| PROBLEM STATEMENT |
Reproduce the rows in the stretch from the line containing "Where can the handrail" through the line containing "(1100, 711)", substituting "stairway" for each occurrence of "staircase" and leaving everything else unchanged.

| MATERIAL SUPPLIED |

#####

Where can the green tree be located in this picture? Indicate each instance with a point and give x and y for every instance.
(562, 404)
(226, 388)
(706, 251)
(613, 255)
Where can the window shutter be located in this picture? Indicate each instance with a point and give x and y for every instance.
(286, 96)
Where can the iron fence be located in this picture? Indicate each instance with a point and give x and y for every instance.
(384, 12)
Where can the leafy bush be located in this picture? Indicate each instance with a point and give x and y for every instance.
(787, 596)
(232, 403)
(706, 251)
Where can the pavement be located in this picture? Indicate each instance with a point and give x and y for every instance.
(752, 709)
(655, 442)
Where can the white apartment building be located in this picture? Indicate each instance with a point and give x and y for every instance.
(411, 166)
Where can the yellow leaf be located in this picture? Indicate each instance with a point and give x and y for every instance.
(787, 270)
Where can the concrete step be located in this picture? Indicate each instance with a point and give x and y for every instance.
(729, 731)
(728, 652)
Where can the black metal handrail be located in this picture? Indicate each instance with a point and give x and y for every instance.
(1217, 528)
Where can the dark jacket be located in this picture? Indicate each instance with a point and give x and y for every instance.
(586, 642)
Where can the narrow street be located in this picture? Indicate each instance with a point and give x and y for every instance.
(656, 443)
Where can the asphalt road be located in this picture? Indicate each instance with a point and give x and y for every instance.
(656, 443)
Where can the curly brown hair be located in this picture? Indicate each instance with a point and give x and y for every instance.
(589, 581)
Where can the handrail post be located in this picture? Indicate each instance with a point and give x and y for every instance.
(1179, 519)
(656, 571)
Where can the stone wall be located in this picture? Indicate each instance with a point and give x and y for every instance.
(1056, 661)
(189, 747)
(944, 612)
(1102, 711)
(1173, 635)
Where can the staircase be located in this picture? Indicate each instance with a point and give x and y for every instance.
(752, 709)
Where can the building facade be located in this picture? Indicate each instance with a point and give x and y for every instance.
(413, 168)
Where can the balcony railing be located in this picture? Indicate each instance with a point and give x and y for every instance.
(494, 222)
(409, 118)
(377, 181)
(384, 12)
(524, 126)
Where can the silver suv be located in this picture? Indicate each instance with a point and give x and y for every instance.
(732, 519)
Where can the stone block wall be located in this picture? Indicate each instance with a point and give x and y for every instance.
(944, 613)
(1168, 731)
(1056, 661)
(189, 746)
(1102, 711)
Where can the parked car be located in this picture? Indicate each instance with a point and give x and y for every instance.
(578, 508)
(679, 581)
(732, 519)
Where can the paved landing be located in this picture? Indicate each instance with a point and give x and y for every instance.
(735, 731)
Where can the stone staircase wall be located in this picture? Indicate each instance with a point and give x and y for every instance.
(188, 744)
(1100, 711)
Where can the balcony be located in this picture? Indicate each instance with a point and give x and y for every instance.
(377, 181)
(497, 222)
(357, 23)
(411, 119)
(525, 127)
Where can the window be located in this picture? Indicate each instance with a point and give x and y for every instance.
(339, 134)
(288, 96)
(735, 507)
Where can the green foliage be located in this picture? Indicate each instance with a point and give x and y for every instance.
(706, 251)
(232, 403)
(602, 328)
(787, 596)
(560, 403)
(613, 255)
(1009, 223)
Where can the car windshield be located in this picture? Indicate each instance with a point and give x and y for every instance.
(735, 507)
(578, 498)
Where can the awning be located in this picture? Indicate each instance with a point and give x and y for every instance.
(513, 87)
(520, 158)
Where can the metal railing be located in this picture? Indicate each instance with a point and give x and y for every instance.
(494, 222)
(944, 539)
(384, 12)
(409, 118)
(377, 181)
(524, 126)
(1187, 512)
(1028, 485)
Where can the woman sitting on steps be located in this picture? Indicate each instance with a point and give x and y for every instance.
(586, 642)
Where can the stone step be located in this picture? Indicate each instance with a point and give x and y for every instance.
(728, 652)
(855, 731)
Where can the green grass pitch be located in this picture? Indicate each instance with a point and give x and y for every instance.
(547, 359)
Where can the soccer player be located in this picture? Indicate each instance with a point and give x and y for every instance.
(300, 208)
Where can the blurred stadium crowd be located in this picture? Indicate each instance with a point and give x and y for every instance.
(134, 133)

#####

| RESULT OF THE TASK |
Where can the handrail post be located in this picture? Indicate each instance with a point and give x and y for every instance.
(1179, 519)
(656, 571)
Where can the stone wall be located in this picture? Indicate each instance with a point and give x and y for every instance.
(1056, 661)
(189, 747)
(944, 612)
(1102, 711)
(1173, 635)
Where can the stairway be located in this picture? Indicate each instance with a point and give x and y for every instance.
(752, 709)
Where can the building facade be located in this picture? Indicate each instance with a point and give x and y for every instance.
(413, 168)
Where can the balcony railing be located in this picture? Indicate each instance with a point and give x and y for every instance.
(494, 222)
(409, 118)
(377, 181)
(384, 12)
(524, 126)
Where can the silver suv be located in this picture? Indicate each instance with a point and give x and y for every instance.
(732, 519)
Where can the stone block wall be located in this picture? Indicate each instance with a point and give x and y for every instance.
(944, 613)
(1168, 731)
(1056, 661)
(189, 746)
(1102, 711)
Where can the parked car be located in this picture? Indicate each instance with a point and give x and y for every instance.
(578, 508)
(679, 581)
(732, 519)
Where can the paved landing be located in this picture? Indicate each instance with a point and give x and y for every instance.
(735, 731)
Where can the stone stairway wall be located in this picture? Indicate each instance with a point and give x and y for every instance.
(188, 744)
(1100, 711)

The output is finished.